DIRECTION.
Please pull every line of text from the rows below, word for word, and leave the pictures out of your answer.

****************

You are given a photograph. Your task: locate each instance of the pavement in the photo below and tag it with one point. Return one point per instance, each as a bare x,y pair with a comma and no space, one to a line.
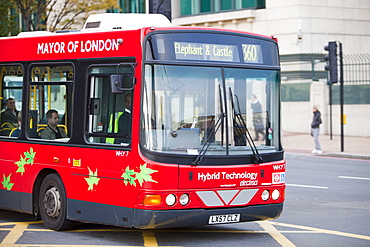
354,147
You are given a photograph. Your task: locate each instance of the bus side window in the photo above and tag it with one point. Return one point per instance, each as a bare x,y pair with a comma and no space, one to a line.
11,82
110,109
50,102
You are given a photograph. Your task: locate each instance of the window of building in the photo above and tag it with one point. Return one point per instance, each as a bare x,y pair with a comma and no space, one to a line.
193,7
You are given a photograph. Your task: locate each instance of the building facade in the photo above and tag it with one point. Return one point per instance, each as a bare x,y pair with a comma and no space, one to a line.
303,28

****************

EXERCISE SOLUTION.
You are given a photograph. Your task: locate each instance of the pavement in the photo below and tag it with one point. Return one point per instance, each as a bare x,y pair with a comma and no space, one to a line.
354,147
You are given a photograph. Your task: locate each instance of the bus side window in the photo above and tag it with one point. Return one point per instance, each as a bare x,y pair with a comma and no space, one to a line.
11,82
110,109
50,102
You are given a photograph. Your task: locate each instance of the window of building in the photo above and tag it with one point. Return one point per instance, each as a bare x,y pair with a comma and no space, one to a line.
193,7
You are given a photograph. Your task: locate each instance of the building facade in the photo above and tag it with one point. Return one point per instance, each as a bare x,y pair with a comma and no space, one to a line.
303,28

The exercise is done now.